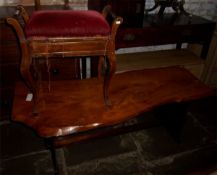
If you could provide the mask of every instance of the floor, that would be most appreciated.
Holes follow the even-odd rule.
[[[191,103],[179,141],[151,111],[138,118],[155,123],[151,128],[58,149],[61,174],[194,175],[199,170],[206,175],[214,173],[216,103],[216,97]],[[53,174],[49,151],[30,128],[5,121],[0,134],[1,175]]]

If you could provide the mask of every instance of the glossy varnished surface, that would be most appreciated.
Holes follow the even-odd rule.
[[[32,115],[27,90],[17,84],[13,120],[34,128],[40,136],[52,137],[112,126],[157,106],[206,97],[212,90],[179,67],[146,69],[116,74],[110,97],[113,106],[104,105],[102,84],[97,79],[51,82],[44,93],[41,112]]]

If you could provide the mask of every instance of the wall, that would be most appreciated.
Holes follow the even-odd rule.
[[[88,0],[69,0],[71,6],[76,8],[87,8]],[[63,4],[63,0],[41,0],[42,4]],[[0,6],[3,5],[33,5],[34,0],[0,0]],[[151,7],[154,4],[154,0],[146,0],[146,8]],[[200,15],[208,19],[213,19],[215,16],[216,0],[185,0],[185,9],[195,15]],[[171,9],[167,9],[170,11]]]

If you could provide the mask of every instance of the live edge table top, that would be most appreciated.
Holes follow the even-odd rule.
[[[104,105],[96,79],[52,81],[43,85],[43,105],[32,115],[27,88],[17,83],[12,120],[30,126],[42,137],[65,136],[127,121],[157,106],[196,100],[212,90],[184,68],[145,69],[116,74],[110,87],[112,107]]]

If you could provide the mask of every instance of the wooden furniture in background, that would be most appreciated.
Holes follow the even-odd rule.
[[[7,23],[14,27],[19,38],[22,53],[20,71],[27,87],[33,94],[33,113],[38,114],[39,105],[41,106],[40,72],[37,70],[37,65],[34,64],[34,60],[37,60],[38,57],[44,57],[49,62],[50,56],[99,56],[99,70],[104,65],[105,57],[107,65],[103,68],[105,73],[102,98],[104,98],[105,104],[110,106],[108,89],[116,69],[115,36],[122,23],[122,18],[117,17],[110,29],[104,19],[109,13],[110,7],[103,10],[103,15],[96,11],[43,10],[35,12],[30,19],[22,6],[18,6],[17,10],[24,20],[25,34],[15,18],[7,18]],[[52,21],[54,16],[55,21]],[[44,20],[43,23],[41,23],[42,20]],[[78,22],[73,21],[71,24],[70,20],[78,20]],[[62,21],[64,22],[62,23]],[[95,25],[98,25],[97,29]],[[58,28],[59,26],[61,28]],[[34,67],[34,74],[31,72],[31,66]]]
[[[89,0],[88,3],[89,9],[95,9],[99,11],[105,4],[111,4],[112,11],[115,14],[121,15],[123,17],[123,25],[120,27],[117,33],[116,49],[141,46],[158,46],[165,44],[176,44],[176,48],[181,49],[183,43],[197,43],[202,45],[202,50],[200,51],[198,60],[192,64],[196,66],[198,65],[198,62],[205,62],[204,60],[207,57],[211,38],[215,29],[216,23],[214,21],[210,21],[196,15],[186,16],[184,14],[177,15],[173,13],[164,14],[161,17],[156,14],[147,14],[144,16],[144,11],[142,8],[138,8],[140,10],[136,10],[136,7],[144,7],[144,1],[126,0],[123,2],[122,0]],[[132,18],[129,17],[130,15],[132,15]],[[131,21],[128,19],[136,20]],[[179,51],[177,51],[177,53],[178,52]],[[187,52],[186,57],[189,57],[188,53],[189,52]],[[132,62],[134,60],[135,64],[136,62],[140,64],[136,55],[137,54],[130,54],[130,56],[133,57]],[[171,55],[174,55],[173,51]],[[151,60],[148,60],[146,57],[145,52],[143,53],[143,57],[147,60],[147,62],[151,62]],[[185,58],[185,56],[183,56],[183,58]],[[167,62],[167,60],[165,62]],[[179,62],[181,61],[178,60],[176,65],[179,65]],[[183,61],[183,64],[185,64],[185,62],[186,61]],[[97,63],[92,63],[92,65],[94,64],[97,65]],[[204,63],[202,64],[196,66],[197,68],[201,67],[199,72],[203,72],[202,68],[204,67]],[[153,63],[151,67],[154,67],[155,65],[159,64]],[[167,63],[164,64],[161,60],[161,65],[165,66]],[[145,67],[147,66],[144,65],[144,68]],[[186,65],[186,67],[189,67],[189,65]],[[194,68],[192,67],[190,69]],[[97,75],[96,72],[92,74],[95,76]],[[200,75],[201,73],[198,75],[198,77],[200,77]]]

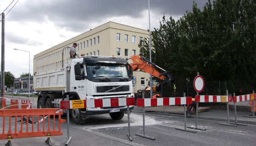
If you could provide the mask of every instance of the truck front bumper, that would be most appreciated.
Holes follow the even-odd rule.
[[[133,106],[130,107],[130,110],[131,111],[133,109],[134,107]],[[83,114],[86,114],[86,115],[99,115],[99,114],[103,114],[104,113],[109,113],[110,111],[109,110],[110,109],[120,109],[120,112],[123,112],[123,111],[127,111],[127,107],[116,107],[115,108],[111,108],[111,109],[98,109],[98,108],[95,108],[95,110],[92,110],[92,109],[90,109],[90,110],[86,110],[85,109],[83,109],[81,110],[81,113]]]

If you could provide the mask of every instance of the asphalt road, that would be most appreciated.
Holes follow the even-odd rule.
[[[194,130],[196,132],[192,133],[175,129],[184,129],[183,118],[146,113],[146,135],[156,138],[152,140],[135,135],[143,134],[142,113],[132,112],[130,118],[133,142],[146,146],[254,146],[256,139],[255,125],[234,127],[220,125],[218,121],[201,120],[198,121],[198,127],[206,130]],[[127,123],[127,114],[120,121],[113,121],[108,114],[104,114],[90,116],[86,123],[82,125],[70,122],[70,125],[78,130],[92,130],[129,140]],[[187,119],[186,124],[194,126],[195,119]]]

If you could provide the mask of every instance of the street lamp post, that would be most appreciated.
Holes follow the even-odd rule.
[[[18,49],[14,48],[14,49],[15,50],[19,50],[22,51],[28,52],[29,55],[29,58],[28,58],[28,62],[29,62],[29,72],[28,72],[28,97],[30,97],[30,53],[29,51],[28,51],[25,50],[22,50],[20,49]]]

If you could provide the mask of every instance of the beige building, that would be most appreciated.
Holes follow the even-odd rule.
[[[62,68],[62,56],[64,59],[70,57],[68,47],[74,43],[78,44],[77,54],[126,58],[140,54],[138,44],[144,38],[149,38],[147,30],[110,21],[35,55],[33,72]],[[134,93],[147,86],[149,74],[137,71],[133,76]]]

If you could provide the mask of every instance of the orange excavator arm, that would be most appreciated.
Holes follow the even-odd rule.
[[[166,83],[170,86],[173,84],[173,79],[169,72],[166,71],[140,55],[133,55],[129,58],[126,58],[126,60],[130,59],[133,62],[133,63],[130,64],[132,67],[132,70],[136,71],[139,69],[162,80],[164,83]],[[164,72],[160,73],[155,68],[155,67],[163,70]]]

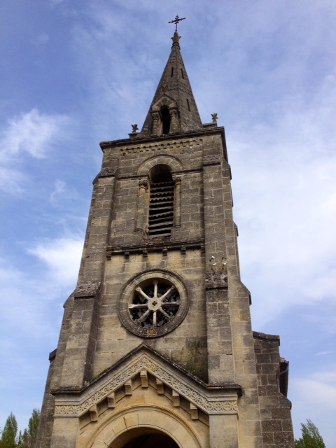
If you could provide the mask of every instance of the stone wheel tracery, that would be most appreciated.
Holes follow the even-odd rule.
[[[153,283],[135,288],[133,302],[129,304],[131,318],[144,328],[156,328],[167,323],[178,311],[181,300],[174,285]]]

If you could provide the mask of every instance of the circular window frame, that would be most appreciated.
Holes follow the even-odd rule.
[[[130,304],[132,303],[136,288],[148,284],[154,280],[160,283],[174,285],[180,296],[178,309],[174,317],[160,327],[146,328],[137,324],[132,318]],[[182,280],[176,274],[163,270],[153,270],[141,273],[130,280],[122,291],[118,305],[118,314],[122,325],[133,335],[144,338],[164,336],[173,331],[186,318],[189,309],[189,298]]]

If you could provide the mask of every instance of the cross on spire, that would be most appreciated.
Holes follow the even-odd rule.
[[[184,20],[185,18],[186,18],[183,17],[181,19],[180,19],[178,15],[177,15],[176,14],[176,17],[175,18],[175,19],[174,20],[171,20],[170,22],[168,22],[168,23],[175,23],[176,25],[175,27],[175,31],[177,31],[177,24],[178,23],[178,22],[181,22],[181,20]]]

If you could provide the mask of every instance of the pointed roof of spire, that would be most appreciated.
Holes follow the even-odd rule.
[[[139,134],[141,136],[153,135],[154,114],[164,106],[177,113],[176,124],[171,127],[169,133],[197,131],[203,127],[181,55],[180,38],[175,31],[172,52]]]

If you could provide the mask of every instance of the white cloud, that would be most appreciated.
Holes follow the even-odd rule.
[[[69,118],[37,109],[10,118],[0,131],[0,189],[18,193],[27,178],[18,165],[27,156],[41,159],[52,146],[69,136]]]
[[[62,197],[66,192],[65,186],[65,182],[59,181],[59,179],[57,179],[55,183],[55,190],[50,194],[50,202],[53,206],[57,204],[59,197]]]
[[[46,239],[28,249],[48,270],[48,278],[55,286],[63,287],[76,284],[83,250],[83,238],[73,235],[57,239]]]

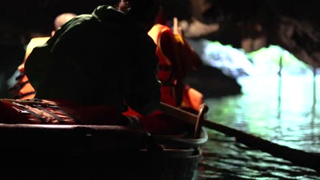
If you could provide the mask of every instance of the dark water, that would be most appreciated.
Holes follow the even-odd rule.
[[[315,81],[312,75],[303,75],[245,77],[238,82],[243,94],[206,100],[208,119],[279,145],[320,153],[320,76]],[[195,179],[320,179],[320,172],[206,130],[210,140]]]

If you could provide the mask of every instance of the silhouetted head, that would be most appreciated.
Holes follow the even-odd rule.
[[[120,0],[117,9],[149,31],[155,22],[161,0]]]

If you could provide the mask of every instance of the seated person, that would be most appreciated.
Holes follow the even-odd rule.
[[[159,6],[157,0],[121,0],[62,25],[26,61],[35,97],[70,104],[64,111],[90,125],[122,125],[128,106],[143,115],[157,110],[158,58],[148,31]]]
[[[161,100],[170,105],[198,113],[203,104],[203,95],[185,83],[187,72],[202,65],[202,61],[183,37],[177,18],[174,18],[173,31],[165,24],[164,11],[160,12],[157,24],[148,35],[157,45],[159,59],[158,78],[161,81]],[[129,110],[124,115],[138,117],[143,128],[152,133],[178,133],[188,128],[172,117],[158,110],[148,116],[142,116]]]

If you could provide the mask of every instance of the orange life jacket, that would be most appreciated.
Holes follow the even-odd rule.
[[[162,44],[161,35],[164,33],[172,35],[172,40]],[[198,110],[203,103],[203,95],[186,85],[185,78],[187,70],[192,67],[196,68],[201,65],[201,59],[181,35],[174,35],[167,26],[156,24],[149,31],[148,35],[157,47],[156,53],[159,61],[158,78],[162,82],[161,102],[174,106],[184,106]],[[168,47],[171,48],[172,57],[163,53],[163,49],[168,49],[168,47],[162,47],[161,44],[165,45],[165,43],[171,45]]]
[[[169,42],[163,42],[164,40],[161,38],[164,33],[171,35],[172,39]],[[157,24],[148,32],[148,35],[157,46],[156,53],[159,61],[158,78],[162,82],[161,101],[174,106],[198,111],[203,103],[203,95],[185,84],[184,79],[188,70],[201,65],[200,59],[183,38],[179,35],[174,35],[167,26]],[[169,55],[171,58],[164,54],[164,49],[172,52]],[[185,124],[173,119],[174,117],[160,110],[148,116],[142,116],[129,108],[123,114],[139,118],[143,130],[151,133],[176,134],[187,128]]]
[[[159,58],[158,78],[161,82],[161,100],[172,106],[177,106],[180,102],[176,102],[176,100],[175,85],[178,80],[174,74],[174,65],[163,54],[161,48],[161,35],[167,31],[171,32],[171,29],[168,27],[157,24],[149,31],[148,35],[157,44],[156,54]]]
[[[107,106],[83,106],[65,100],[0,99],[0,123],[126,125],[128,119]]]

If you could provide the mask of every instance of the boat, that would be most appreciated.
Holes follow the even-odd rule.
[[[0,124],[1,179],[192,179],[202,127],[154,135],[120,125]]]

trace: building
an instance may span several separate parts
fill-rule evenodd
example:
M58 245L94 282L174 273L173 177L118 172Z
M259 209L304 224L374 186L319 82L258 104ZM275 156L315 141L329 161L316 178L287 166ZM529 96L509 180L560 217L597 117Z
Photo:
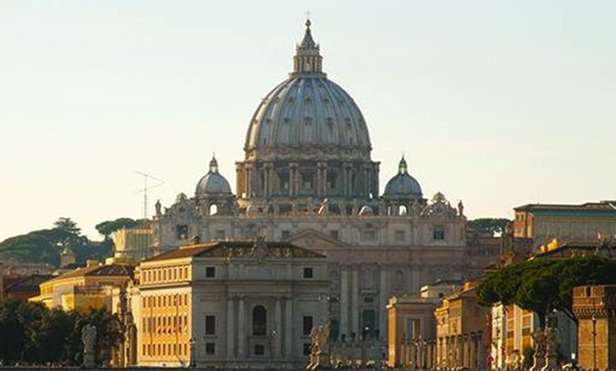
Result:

• _Aim of the exercise_: Go to the line containing "boat, that would be most appreciated." and set it down, along with every later line through the last one, exactly as written and without the pictures.

• _Complete output_:
If you could provide the mask of every instance of the boat, that would be most appreciated.
Holes follow the even-odd rule.
[[[0,124],[1,179],[192,179],[202,127],[154,135],[120,125]]]

trace: building
an instance may span several separate parts
fill-rule evenodd
example:
M58 245L94 282L174 273L173 177L118 172Z
M259 209L304 224L374 186L319 82L258 104ZM275 156L315 141L329 161L316 178L287 166ZM529 96L509 180L560 217L597 117Z
Photo:
Result:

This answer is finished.